Exercise passage ▸
-=-=-=-=-
The NIH Pioneer Award was designed by NIH director Elias A.
Zerhouni, M.D., to support individual scientists and thinkers
with highly innovative ideas and approaches to contemporary
challenges in biomedical research.

A central component of the NIH Roadmap for Medical Research,
the Pioneer Award was established in January 2004 to encourage
exceptional researchers and thinkers from multiple disciplines
to conduct high-risk, high-impact research related to the
improvement of human health.

To inaugurate this new program, the NIH will provide
$500,000 in direct costs per year for five years to each
Pioneer Award recipient, allowing them the time and resources
to test far-ranging ideas with the potential to make
extraordinary contributions to medical research.
-=-=-=-=-
Data segment ▸
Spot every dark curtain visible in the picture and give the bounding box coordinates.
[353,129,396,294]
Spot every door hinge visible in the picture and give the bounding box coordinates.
-=-=-=-=-
Required action ▸ According to the passage about the NIH Pioneer Award, when was the award established? The data is a separate set of material unrelated to the text.

Exercise response ▸ January 2004